**WHAT TO DO**
What must be handed in is the entire listing, exactly as written, with no pictures.

**RECORDS SHOWN**
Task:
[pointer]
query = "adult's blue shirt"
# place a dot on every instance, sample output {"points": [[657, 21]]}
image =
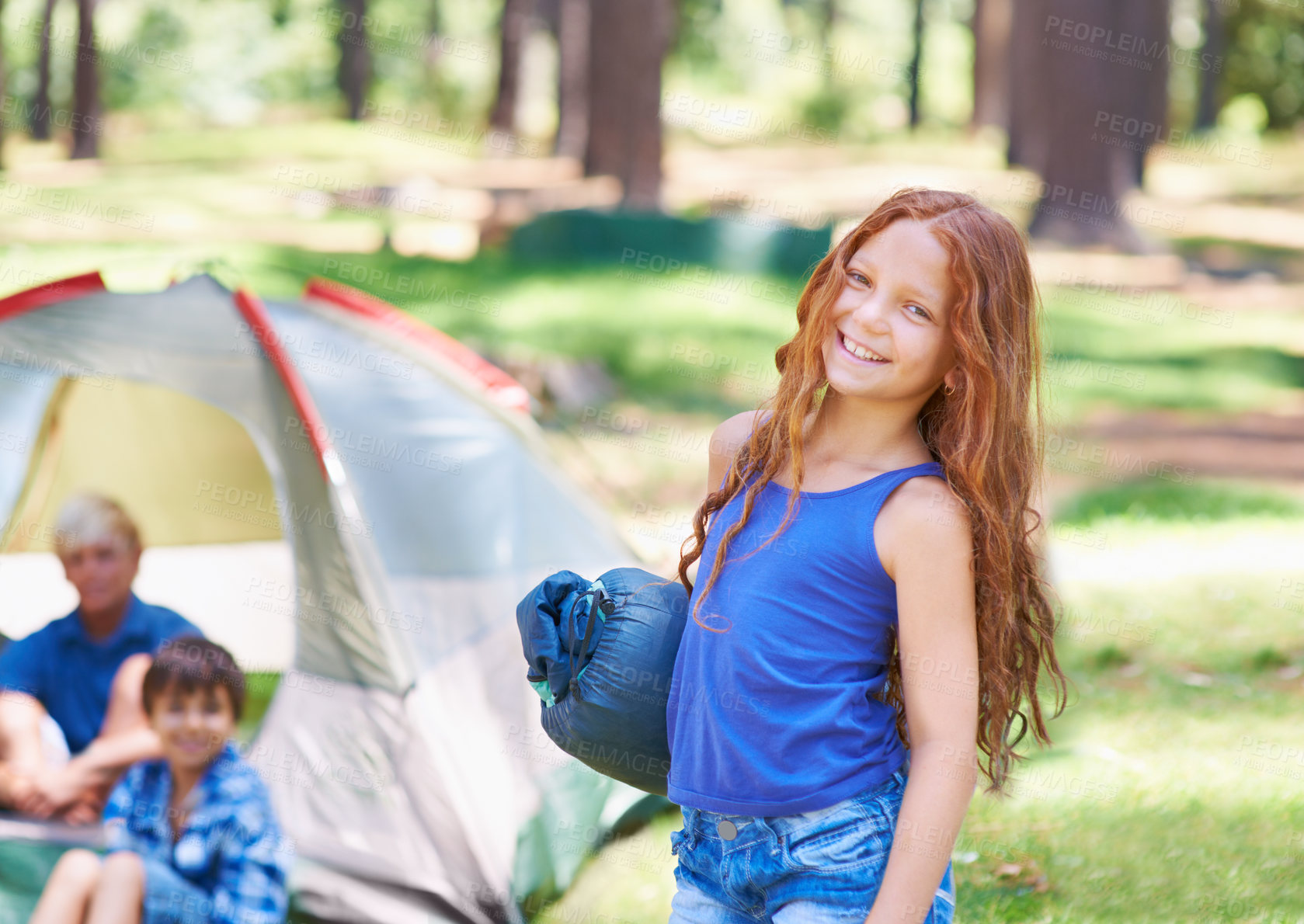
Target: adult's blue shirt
{"points": [[71, 674]]}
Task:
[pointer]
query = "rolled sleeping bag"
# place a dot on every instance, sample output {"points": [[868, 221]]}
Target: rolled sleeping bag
{"points": [[601, 657]]}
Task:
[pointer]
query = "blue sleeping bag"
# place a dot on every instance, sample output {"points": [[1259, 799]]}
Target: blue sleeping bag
{"points": [[601, 657]]}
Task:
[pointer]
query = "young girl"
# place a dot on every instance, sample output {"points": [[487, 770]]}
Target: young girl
{"points": [[873, 613]]}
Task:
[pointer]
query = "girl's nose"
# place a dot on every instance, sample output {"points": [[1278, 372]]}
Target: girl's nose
{"points": [[871, 314]]}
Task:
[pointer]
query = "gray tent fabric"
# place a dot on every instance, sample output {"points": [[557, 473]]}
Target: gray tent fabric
{"points": [[422, 786]]}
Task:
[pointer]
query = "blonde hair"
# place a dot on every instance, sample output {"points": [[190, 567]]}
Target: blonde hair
{"points": [[93, 518]]}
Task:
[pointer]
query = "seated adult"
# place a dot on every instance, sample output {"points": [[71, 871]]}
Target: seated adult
{"points": [[71, 710]]}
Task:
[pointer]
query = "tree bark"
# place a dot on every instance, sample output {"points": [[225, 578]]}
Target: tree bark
{"points": [[40, 109], [1215, 46], [991, 24], [916, 61], [1027, 109], [355, 57], [572, 29], [628, 43], [85, 85], [513, 32], [1097, 64]]}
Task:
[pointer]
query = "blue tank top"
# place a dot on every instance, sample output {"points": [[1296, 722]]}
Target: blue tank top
{"points": [[775, 716]]}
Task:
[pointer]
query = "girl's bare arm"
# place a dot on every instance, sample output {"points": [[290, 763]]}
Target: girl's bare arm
{"points": [[930, 557]]}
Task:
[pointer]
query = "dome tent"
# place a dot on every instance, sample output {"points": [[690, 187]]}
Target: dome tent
{"points": [[419, 501]]}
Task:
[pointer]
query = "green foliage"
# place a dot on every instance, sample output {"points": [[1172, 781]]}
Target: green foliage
{"points": [[1265, 57]]}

**TASK RESPONSE**
Task:
[pointer]
query = "adult's blue shirt"
# place a dot on every instance, sample output {"points": [[657, 21]]}
image =
Target: adult's blue shirt
{"points": [[71, 674]]}
Task:
[pointer]
query = "rolled sleeping bag"
# place a dot on every instance, sample output {"points": [[868, 221]]}
Target: rolled sleeping bag
{"points": [[601, 657]]}
Task:
[pointer]
query = "blue sleeping bag"
# place a dot on every instance, sample output {"points": [[1259, 799]]}
Target: blue sleeping bag
{"points": [[601, 657]]}
Task:
[pointer]
query = "young girl"
# place a dot on every instance, sample output {"points": [[487, 770]]}
Target: young girl
{"points": [[873, 613]]}
Task:
[pointer]
query = "girl's nose"
# place a dot on every instance, sample output {"points": [[1278, 372]]}
Target: girl's nose
{"points": [[871, 314]]}
Task:
[pointer]
query = "gray tent fabric"
# place a dot on every instance, sample output {"points": [[557, 473]]}
Target: gray tent fabric
{"points": [[422, 786]]}
Task:
[pointer]
query = "blonde hair"
# place a dot on every instance, sample output {"points": [[190, 567]]}
Target: blonde hair
{"points": [[93, 518]]}
Task:
[pointer]
query = "seated adult"
# place a dot on every instance, sample output {"points": [[71, 871]]}
Target: seated adult
{"points": [[71, 710]]}
Task:
[pointer]
query = "tree bark"
# place a dot on every instance, sample output {"points": [[225, 578]]}
Target: tree bark
{"points": [[40, 109], [1215, 46], [991, 24], [916, 61], [1027, 109], [355, 57], [572, 29], [628, 43], [85, 85], [513, 32], [1097, 64]]}
Task:
[pointer]
query = "blue tank top"
# place a dot on every instance, sample output {"points": [[1296, 722]]}
Target: blue tank top
{"points": [[775, 716]]}
Task:
[pointer]
query = "girl's bare arm"
# place a dot on every instance, sample output {"points": [[290, 763]]}
Target: girl's bare arm
{"points": [[930, 557]]}
Task:
[pointer]
query = "dome tent"
# place a dot on every instance, sample output {"points": [[690, 187]]}
Target: dome tent
{"points": [[419, 501]]}
Task:
[pointer]
query = "green foliage"
# place a dot on every instance, sample output {"points": [[1172, 781]]}
Target: green foliage
{"points": [[1265, 57]]}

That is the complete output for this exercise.